### TASK TO CARRY OUT
Output the material beneath this task exactly, images excluded.

### STORED DATA
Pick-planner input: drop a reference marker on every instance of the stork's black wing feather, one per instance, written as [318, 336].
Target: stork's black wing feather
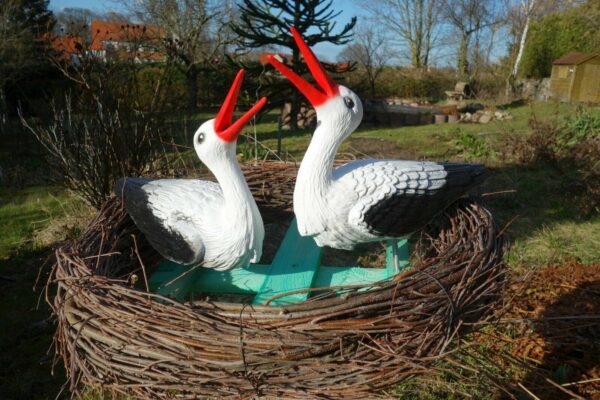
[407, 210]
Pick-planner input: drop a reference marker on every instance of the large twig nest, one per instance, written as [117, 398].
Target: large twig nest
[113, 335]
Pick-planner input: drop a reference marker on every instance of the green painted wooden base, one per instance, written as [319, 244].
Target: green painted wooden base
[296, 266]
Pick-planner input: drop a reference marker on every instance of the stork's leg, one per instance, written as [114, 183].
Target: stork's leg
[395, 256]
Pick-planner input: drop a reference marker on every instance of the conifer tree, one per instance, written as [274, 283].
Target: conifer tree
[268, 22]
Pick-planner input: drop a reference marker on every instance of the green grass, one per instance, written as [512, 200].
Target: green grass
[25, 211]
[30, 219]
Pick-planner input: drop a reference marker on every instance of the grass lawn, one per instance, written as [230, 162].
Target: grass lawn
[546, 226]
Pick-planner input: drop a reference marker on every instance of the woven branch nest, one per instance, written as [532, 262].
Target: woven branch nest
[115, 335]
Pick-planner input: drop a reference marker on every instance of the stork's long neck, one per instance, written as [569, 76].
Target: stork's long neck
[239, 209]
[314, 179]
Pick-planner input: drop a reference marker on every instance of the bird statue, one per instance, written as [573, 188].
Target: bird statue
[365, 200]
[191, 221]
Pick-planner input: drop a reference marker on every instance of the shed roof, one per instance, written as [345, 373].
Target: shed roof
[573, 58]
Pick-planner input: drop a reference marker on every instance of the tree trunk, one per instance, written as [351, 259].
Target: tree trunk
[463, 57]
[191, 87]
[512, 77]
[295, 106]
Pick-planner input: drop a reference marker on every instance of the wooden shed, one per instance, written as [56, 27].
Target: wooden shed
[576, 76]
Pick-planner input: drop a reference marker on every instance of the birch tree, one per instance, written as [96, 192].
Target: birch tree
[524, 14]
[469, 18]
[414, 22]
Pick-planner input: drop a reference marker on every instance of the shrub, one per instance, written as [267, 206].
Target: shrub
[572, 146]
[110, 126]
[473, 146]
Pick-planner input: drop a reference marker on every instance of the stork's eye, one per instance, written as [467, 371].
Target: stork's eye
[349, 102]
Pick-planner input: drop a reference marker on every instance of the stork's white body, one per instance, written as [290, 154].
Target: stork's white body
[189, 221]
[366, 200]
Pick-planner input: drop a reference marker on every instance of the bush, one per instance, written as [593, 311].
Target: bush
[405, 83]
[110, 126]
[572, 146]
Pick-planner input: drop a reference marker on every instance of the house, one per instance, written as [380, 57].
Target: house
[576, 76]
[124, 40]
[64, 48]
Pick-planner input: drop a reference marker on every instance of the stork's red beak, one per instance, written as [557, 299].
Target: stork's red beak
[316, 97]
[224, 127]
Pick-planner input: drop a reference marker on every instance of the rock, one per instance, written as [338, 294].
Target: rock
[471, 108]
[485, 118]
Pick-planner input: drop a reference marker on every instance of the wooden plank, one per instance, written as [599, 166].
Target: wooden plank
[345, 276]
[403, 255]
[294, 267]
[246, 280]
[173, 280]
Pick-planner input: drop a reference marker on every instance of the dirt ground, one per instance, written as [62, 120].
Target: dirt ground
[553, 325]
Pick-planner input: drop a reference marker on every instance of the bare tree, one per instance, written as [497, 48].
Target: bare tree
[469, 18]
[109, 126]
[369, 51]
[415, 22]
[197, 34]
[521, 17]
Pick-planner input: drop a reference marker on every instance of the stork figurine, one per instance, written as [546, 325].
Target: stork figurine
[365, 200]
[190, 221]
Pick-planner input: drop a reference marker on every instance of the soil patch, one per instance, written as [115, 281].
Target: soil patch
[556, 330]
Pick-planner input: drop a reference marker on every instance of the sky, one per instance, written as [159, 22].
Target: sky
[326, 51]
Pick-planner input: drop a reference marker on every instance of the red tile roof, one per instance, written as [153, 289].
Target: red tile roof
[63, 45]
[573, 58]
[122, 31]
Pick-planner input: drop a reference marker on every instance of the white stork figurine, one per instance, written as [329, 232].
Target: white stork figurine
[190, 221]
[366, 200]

### COMPLETE RESPONSE
Pick-planner input: drop a reference marker on every instance of the stork's black wing feather, one per instance, written as [318, 336].
Target: stork's black wing feather
[407, 210]
Pick-planner input: drop a reference marker on every instance of the large twig nest, one per instance, written as [117, 398].
Target: large twig nest
[113, 335]
Pick-planner input: drop a reference marker on every instance of the green painted wooden base, one per instance, written as [319, 244].
Target: green painted wooden base
[296, 266]
Pick-planner input: drop a reference marker on every instance of the stork's leg, one per instance, written as [114, 183].
Target: stork's leg
[395, 256]
Pick-planner input: drop a reference marker on every instance of the conifer tree, one per instance, written as [274, 283].
Target: conifer tree
[268, 22]
Pick-planner input: drop a reference marker on every instance of the green grass, one per instance, written as [512, 200].
Target: green grass
[25, 211]
[30, 219]
Pick-planner input: drop a reference marker on every instance of the grass lawn, one per instance, written as [230, 162].
Target: grass lawn
[546, 226]
Pick-planner input: drop a reference marker on every instance of the woven branch nest, one per instance, written as [532, 262].
Target: woven branch nest
[115, 335]
Pick-planner input: drop a reference marker on every instance of the stork's long neck, one per instance, written as [569, 76].
Target: stork's long neck
[239, 209]
[314, 179]
Pick-planner input: drop a reference marker on every instance of the bird statue, one per instance, written as [573, 188].
Target: bird statue
[365, 200]
[191, 221]
Pick-planner input: drop a reference marker on every instance of the shed roof, one per instance, written as [345, 373].
Target: shed roof
[573, 58]
Pick-planner input: drop a reference marker on every instance of the tree trunk, one per instance, written as [351, 259].
Target: tree trunk
[463, 57]
[191, 87]
[512, 77]
[295, 106]
Pick-planner input: drop a reference marker on every instance of the wooden shed, one per instance, written as [56, 27].
Target: wooden shed
[576, 76]
Pick-planner input: drop a reference marker on every instance of the birch tree, one per instance, written as [96, 192].
Target: birch tree
[524, 14]
[469, 18]
[414, 22]
Pick-planner input: drop a reference marker on every instance of the shrub, one per instance, written as [267, 206].
Target: shrub
[572, 146]
[110, 126]
[473, 146]
Pick-planner input: drop a reference marker on every instance of the stork's eye, one per instance, written as [467, 371].
Target: stork's eye
[349, 102]
Pick-planner input: drop a reference marker on every instance of the stork's white body, one per instance, written as [290, 154].
Target: stork's white body
[189, 221]
[366, 200]
Pick-planner input: drop a reference marker on every instance of the bush, one per instance, written as [593, 311].
Target: bush
[405, 83]
[110, 126]
[572, 146]
Pick-planner input: drop a reference marker on every instance of the house, one per instance, written as [380, 57].
Target: house
[576, 76]
[124, 40]
[64, 48]
Pick-planner input: drop a reference marker on every instance of the stork's red beak, one per instance, written as [557, 299].
Target: stork's red beak
[316, 97]
[224, 127]
Pick-planner input: drop a reference marker on every instance of the rock, one per instance, written as [338, 294].
Target: rock
[471, 108]
[485, 118]
Pick-planner input: drop a reference marker on every instance of the wooden plank, one per instance, written as [599, 166].
Target: wooden plank
[345, 276]
[403, 255]
[294, 267]
[246, 280]
[173, 280]
Pick-planner input: drop a reference marker on every instance of the dirt ground, one per instance, written as [62, 120].
Target: dirt ground
[553, 325]
Pick-planner input: drop a reference marker on every instance of the bare tree, one per instance, written as [497, 48].
Target: bare tree
[469, 18]
[109, 126]
[369, 51]
[415, 22]
[197, 34]
[521, 17]
Pick-planner input: drop a reference marker on every instance of the stork figurine, one per instance, written as [546, 325].
Target: stork figurine
[365, 200]
[190, 221]
Pick-planner input: drop a reference marker on every instance of the soil patch, one per instance, written as [115, 281].
Target: soil patch
[556, 330]
Pick-planner input: drop a reference marker on every instance of the sky, one per instance, written as [159, 22].
Target: sky
[326, 51]
Pick-planner input: drop a reference marker on every instance of the red tile roof, one per instance, written as [153, 289].
Target: red tile roof
[63, 45]
[573, 58]
[122, 31]
Pick-planner input: drop a reference marker on every instance of the white stork figurine, one per instance, written as [329, 232].
Target: white stork figurine
[190, 221]
[366, 200]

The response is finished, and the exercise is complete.